(Stored data entries)
········

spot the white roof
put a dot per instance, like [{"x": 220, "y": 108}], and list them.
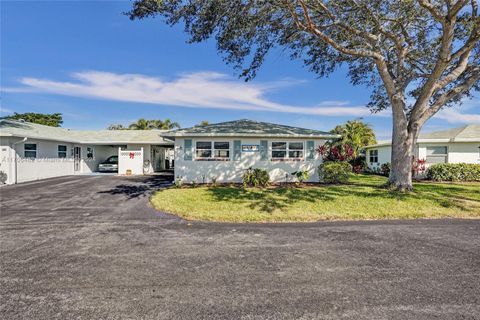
[{"x": 37, "y": 131}]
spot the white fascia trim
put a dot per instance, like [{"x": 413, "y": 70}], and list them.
[{"x": 220, "y": 135}]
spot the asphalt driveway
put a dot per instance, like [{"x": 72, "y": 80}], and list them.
[{"x": 90, "y": 247}]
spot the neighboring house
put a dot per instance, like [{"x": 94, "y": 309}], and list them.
[
  {"x": 459, "y": 145},
  {"x": 220, "y": 151}
]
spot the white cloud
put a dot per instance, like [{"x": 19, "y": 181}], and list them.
[
  {"x": 454, "y": 116},
  {"x": 5, "y": 110},
  {"x": 194, "y": 90}
]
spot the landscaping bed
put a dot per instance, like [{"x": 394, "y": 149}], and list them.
[{"x": 363, "y": 198}]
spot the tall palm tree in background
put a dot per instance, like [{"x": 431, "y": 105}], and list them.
[
  {"x": 356, "y": 134},
  {"x": 141, "y": 124},
  {"x": 168, "y": 124},
  {"x": 144, "y": 124}
]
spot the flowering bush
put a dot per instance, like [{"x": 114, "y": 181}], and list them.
[
  {"x": 336, "y": 152},
  {"x": 255, "y": 178},
  {"x": 418, "y": 166},
  {"x": 385, "y": 169},
  {"x": 454, "y": 172}
]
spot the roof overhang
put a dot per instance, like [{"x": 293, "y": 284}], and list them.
[{"x": 251, "y": 135}]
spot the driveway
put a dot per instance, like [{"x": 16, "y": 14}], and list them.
[{"x": 90, "y": 247}]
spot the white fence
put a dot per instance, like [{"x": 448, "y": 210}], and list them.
[
  {"x": 130, "y": 162},
  {"x": 29, "y": 169}
]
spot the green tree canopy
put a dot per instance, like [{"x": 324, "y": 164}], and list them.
[
  {"x": 144, "y": 124},
  {"x": 356, "y": 134},
  {"x": 47, "y": 119},
  {"x": 417, "y": 56}
]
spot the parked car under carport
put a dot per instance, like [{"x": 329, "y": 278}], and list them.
[{"x": 109, "y": 165}]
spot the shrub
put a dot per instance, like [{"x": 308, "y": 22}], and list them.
[
  {"x": 301, "y": 175},
  {"x": 256, "y": 177},
  {"x": 454, "y": 172},
  {"x": 334, "y": 172},
  {"x": 385, "y": 169}
]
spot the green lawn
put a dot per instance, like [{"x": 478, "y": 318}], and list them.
[{"x": 363, "y": 198}]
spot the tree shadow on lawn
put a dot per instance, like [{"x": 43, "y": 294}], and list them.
[{"x": 271, "y": 199}]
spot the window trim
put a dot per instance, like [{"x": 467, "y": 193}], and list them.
[
  {"x": 373, "y": 156},
  {"x": 443, "y": 155},
  {"x": 213, "y": 150},
  {"x": 287, "y": 150},
  {"x": 25, "y": 150}
]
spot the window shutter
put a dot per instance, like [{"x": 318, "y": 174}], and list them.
[
  {"x": 263, "y": 150},
  {"x": 237, "y": 150},
  {"x": 310, "y": 150},
  {"x": 187, "y": 149}
]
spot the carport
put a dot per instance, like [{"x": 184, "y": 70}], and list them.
[{"x": 32, "y": 152}]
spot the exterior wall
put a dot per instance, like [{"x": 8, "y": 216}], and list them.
[
  {"x": 7, "y": 158},
  {"x": 47, "y": 164},
  {"x": 130, "y": 161},
  {"x": 232, "y": 170},
  {"x": 384, "y": 156},
  {"x": 458, "y": 152}
]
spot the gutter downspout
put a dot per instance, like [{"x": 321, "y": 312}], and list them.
[{"x": 15, "y": 160}]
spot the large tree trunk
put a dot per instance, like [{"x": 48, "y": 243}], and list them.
[{"x": 402, "y": 152}]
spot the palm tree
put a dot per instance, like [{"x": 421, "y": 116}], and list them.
[
  {"x": 144, "y": 124},
  {"x": 141, "y": 124},
  {"x": 169, "y": 125},
  {"x": 356, "y": 134}
]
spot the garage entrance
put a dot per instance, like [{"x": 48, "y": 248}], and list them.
[{"x": 162, "y": 158}]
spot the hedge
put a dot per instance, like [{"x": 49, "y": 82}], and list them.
[{"x": 454, "y": 172}]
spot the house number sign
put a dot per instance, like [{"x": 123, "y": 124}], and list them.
[{"x": 250, "y": 148}]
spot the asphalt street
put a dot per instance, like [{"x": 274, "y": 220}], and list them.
[{"x": 91, "y": 247}]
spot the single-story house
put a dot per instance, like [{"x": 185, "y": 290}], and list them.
[
  {"x": 458, "y": 145},
  {"x": 220, "y": 152}
]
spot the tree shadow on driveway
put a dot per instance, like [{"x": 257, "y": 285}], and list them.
[{"x": 139, "y": 186}]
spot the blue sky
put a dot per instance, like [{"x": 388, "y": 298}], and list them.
[{"x": 89, "y": 62}]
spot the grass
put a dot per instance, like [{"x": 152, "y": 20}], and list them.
[{"x": 363, "y": 198}]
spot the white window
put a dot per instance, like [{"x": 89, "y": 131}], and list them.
[
  {"x": 90, "y": 154},
  {"x": 373, "y": 156},
  {"x": 287, "y": 150},
  {"x": 279, "y": 150},
  {"x": 437, "y": 154},
  {"x": 62, "y": 151},
  {"x": 216, "y": 150},
  {"x": 30, "y": 150},
  {"x": 221, "y": 150},
  {"x": 295, "y": 150},
  {"x": 203, "y": 149}
]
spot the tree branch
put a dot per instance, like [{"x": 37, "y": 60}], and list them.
[
  {"x": 450, "y": 95},
  {"x": 437, "y": 14}
]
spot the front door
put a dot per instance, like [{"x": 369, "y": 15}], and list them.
[{"x": 77, "y": 156}]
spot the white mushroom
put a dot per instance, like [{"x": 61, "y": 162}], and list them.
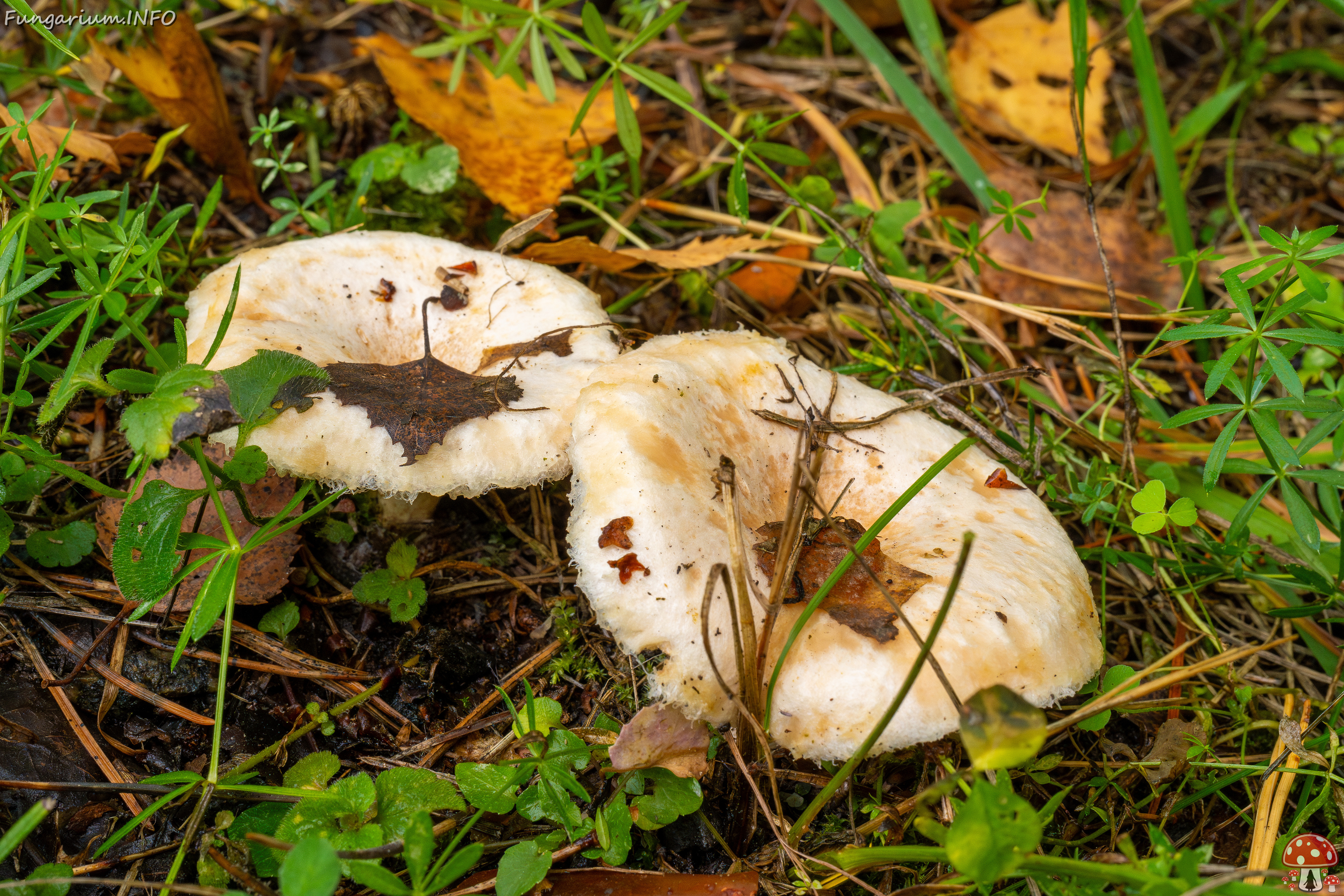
[
  {"x": 357, "y": 299},
  {"x": 648, "y": 434}
]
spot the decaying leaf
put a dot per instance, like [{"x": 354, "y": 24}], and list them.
[
  {"x": 659, "y": 737},
  {"x": 1013, "y": 73},
  {"x": 697, "y": 254},
  {"x": 999, "y": 480},
  {"x": 178, "y": 76},
  {"x": 264, "y": 572},
  {"x": 557, "y": 344},
  {"x": 83, "y": 144},
  {"x": 615, "y": 534},
  {"x": 579, "y": 249},
  {"x": 419, "y": 402},
  {"x": 514, "y": 144},
  {"x": 1174, "y": 741},
  {"x": 855, "y": 601},
  {"x": 1291, "y": 733},
  {"x": 769, "y": 284},
  {"x": 628, "y": 566},
  {"x": 1064, "y": 246}
]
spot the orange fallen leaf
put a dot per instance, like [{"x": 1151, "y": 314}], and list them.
[
  {"x": 512, "y": 144},
  {"x": 83, "y": 144},
  {"x": 1013, "y": 73},
  {"x": 579, "y": 249},
  {"x": 697, "y": 254},
  {"x": 772, "y": 285},
  {"x": 179, "y": 78}
]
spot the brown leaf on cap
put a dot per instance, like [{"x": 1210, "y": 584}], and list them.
[
  {"x": 557, "y": 344},
  {"x": 697, "y": 254},
  {"x": 514, "y": 144},
  {"x": 615, "y": 534},
  {"x": 1174, "y": 741},
  {"x": 771, "y": 284},
  {"x": 855, "y": 601},
  {"x": 179, "y": 78},
  {"x": 264, "y": 572},
  {"x": 659, "y": 737},
  {"x": 419, "y": 402},
  {"x": 1064, "y": 246},
  {"x": 999, "y": 480},
  {"x": 1013, "y": 73},
  {"x": 628, "y": 566},
  {"x": 579, "y": 249}
]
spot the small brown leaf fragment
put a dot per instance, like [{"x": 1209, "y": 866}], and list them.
[
  {"x": 451, "y": 299},
  {"x": 659, "y": 737},
  {"x": 999, "y": 480},
  {"x": 555, "y": 343},
  {"x": 385, "y": 290},
  {"x": 628, "y": 566},
  {"x": 615, "y": 534},
  {"x": 419, "y": 402},
  {"x": 855, "y": 601},
  {"x": 1174, "y": 741}
]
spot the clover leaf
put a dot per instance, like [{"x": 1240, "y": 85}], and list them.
[{"x": 1151, "y": 503}]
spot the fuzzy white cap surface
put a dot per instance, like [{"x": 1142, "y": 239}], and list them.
[
  {"x": 318, "y": 299},
  {"x": 648, "y": 434}
]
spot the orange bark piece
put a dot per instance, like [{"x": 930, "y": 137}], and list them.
[
  {"x": 769, "y": 284},
  {"x": 1013, "y": 73},
  {"x": 514, "y": 144},
  {"x": 179, "y": 78}
]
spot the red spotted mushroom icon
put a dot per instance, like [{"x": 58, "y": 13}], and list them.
[{"x": 1311, "y": 856}]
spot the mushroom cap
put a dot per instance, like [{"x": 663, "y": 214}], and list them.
[
  {"x": 648, "y": 434},
  {"x": 318, "y": 299},
  {"x": 1310, "y": 851}
]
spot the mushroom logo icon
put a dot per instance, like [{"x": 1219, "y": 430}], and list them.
[{"x": 1311, "y": 856}]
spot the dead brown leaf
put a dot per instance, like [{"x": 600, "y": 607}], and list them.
[
  {"x": 1013, "y": 73},
  {"x": 1174, "y": 741},
  {"x": 83, "y": 144},
  {"x": 772, "y": 285},
  {"x": 264, "y": 572},
  {"x": 659, "y": 737},
  {"x": 1064, "y": 246},
  {"x": 514, "y": 144},
  {"x": 697, "y": 254},
  {"x": 579, "y": 249},
  {"x": 179, "y": 78}
]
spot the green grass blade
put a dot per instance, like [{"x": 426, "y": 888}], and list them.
[
  {"x": 897, "y": 507},
  {"x": 909, "y": 93},
  {"x": 1160, "y": 141},
  {"x": 926, "y": 34}
]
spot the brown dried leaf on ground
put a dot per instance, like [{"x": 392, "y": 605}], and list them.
[
  {"x": 769, "y": 284},
  {"x": 1064, "y": 246},
  {"x": 1174, "y": 741},
  {"x": 660, "y": 737},
  {"x": 83, "y": 144},
  {"x": 179, "y": 78},
  {"x": 697, "y": 254},
  {"x": 1013, "y": 73},
  {"x": 264, "y": 572},
  {"x": 514, "y": 144},
  {"x": 579, "y": 249}
]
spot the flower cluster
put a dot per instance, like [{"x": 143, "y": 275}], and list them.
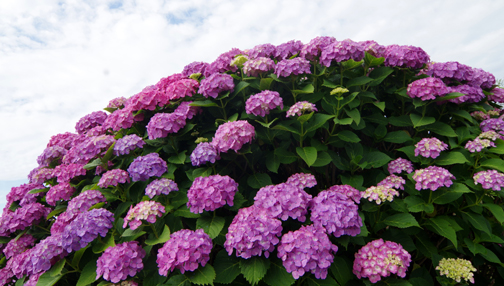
[
  {"x": 161, "y": 186},
  {"x": 261, "y": 103},
  {"x": 490, "y": 179},
  {"x": 430, "y": 147},
  {"x": 144, "y": 167},
  {"x": 233, "y": 135},
  {"x": 185, "y": 250},
  {"x": 379, "y": 259},
  {"x": 432, "y": 178},
  {"x": 456, "y": 269},
  {"x": 253, "y": 231},
  {"x": 145, "y": 210},
  {"x": 211, "y": 193},
  {"x": 307, "y": 249},
  {"x": 118, "y": 262}
]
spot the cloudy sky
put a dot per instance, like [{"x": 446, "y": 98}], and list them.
[{"x": 61, "y": 60}]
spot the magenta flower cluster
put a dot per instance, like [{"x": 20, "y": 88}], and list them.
[
  {"x": 185, "y": 250},
  {"x": 211, "y": 193}
]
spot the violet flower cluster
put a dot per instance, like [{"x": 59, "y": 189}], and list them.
[
  {"x": 379, "y": 259},
  {"x": 185, "y": 250},
  {"x": 210, "y": 193},
  {"x": 118, "y": 262}
]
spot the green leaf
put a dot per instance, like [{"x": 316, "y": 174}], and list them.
[
  {"x": 211, "y": 225},
  {"x": 254, "y": 268},
  {"x": 308, "y": 154},
  {"x": 418, "y": 120},
  {"x": 443, "y": 227},
  {"x": 202, "y": 275},
  {"x": 164, "y": 237},
  {"x": 88, "y": 274},
  {"x": 226, "y": 267},
  {"x": 259, "y": 180},
  {"x": 402, "y": 220},
  {"x": 348, "y": 136},
  {"x": 450, "y": 158}
]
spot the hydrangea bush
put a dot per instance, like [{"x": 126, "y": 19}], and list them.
[{"x": 325, "y": 163}]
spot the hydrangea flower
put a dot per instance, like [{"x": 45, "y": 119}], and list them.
[
  {"x": 161, "y": 186},
  {"x": 118, "y": 262},
  {"x": 432, "y": 178},
  {"x": 144, "y": 167},
  {"x": 379, "y": 259},
  {"x": 62, "y": 191},
  {"x": 336, "y": 213},
  {"x": 113, "y": 178},
  {"x": 145, "y": 210},
  {"x": 295, "y": 66},
  {"x": 380, "y": 194},
  {"x": 490, "y": 179},
  {"x": 284, "y": 201},
  {"x": 185, "y": 250},
  {"x": 253, "y": 231},
  {"x": 307, "y": 249},
  {"x": 456, "y": 269},
  {"x": 215, "y": 84},
  {"x": 233, "y": 135},
  {"x": 301, "y": 107},
  {"x": 428, "y": 88},
  {"x": 210, "y": 193},
  {"x": 430, "y": 147},
  {"x": 340, "y": 51},
  {"x": 204, "y": 152},
  {"x": 127, "y": 144},
  {"x": 261, "y": 103}
]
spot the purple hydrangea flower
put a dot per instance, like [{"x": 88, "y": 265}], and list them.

········

Task directions: An exact copy of the lines above between the line holding "spot the window trim" and the line holding "spot the tree shadow on driveway", inclusive, is the whole answer.

Task answer:
spot the window trim
put a dot per instance, like [{"x": 467, "y": 193}], and list them.
[
  {"x": 373, "y": 156},
  {"x": 443, "y": 155},
  {"x": 213, "y": 150},
  {"x": 287, "y": 150},
  {"x": 25, "y": 150}
]
spot the window shutter
put a dot per instance, like [{"x": 318, "y": 174}], and list them.
[
  {"x": 263, "y": 150},
  {"x": 237, "y": 150},
  {"x": 310, "y": 150},
  {"x": 187, "y": 149}
]
spot the carport
put a dot per instance, like [{"x": 184, "y": 70}], and list them.
[{"x": 32, "y": 152}]
spot the exterior wall
put a dot per instance, like [{"x": 8, "y": 216}], and list them.
[
  {"x": 7, "y": 158},
  {"x": 47, "y": 164},
  {"x": 130, "y": 161},
  {"x": 232, "y": 170},
  {"x": 384, "y": 156},
  {"x": 458, "y": 152}
]
spot the gutter downspout
put a dot per instance, like [{"x": 321, "y": 312}], and list them.
[{"x": 15, "y": 160}]
spot the large tree trunk
put a dot per instance, like [{"x": 48, "y": 243}], and list them.
[{"x": 402, "y": 152}]
spot the palm tree
put a dot per instance, like [{"x": 421, "y": 116}], and list them.
[
  {"x": 144, "y": 124},
  {"x": 141, "y": 124},
  {"x": 169, "y": 125},
  {"x": 356, "y": 134}
]
spot the garage entrance
put a dot per instance, like [{"x": 48, "y": 248}], and list them.
[{"x": 162, "y": 158}]
spot the hedge
put a dot per instance, like [{"x": 49, "y": 82}], and list them.
[{"x": 454, "y": 172}]
spot the house number sign
put a dot per instance, like [{"x": 123, "y": 124}], and list them.
[{"x": 250, "y": 148}]
spot the asphalt street
put a dot per instance, like [{"x": 274, "y": 220}], and list them.
[{"x": 91, "y": 247}]
spot the single-story house
put a dot per instance, like [{"x": 185, "y": 290}], and list them.
[
  {"x": 458, "y": 145},
  {"x": 220, "y": 152}
]
spot the tree shadow on driveway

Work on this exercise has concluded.